PAGE EXCERPT ->
Start of Block

Chemda Levy

Personal information
- Native name: חֶמְדָּה לֵבִי

Sport
- Country: Israel
- Sport: Wheelchair basketball Wheelchair fencing

Medal record
Representing Israel
Paralympic Games
Wheelchair fencing
| Gold medal – first place | 1976 Toronto | Foil Novice team |
| Silver medal – second place | 1980 Arnhem | Foil team |
| Bronze medal – third place | 1980 Arnhem | Foil individual |
| Silver medal – second place | 1984 Stoke Mandeville | Team |
| Bronze medal – third place | 1988 Seoul | Foil team |
Wheelchair basketball
| Gold medal – first place | 1976 Toronto | Women's tournament |
| Silver medal – second place | 1980 Arnhem | Women's tournament |
| Silver medal – second place | 1984 Stoke Mandeville | Women's tournament |

= Chemda Levy =

Israeli Paralympic competitor

Chemda Levy (חֶמְדָּה לֵבִי) is a former Israeli wheelchair fencer and wheelchair basketball player. She won eight Paralympic medals: one individual medal in wheelchair fencing, four medals as a member of the women's wheelchair fencing team and three medals, as a member of the women's wheelchair basketball team.

==Career==
===Sport===
Levy was active at the Israel Sports Center for the Disabled.

At the 1976 Summer Paralympics, she won a gold medal as a member of the women's foil novice team and a second gold medal as member of the women's wheelchair basketball team.

End of Block

DATASET ENTRIES ->
Start of Block

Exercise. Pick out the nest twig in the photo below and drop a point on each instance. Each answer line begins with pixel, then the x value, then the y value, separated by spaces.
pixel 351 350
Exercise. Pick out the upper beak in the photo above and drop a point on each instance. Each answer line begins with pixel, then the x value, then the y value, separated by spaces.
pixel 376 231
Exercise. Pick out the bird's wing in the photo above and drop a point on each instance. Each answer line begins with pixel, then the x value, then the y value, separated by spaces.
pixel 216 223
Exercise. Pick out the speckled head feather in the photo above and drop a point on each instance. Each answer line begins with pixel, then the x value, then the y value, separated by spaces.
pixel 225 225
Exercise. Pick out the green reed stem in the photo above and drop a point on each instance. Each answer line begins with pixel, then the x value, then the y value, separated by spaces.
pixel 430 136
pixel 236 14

End of Block
Start of Block

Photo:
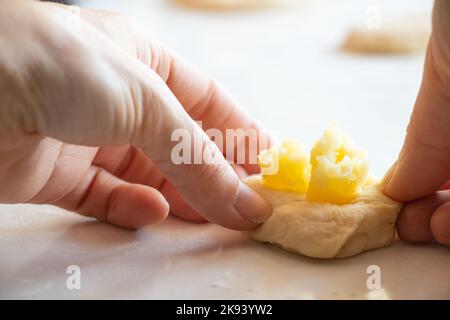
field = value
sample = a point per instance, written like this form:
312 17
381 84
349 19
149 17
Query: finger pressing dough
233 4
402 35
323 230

End of Block
Start of Block

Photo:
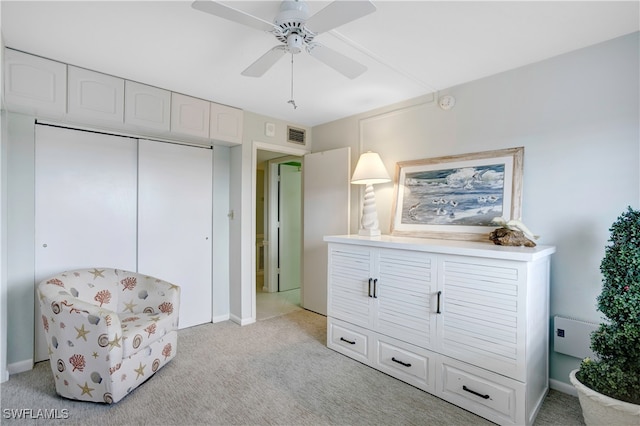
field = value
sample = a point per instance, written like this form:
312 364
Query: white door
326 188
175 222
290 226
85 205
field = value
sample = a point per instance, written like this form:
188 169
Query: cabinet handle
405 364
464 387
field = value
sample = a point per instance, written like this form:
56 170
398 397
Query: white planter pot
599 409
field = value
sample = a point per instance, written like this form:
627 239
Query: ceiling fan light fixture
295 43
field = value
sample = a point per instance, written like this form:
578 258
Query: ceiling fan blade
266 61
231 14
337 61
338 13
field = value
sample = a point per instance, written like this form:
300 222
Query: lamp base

End of Block

YOUR OBJECTIVE ->
Copy out the full Chemda Levy page excerpt word for word. The lines here have no connection to the text about Chemda Levy.

RESPONSE BELOW ->
Chemda Levy

Personal information
- Native name: חֶמְדָּה לֵבִי

Sport
- Country: Israel
- Sport: Wheelchair basketball Wheelchair fencing

Medal record
Representing Israel
Paralympic Games
Wheelchair fencing
| Gold medal – first place | 1976 Toronto | Foil Novice team |
| Silver medal – second place | 1980 Arnhem | Foil team |
| Bronze medal – third place | 1980 Arnhem | Foil individual |
| Silver medal – second place | 1984 Stoke Mandeville | Team |
| Bronze medal – third place | 1988 Seoul | Foil team |
Wheelchair basketball
| Gold medal – first place | 1976 Toronto | Women's tournament |
| Silver medal – second place | 1980 Arnhem | Women's tournament |
| Silver medal – second place | 1984 Stoke Mandeville | Women's tournament |

= Chemda Levy =

Israeli Paralympic competitor

Chemda Levy (חֶמְדָּה לֵבִי) is a former Israeli wheelchair fencer and wheelchair basketball player. She won eight Paralympic medals: one individual medal in wheelchair fencing, four medals as a member of the women's wheelchair fencing team and three medals, as a member of the women's wheelchair basketball team.

==Career==
===Sport===
Levy was active at the Israel Sports Center for the Disabled.

At the 1976 Summer Paralympics, she won a gold medal as a member of the women's foil novice team and a second gold medal as member of the women's wheelchair basketball team.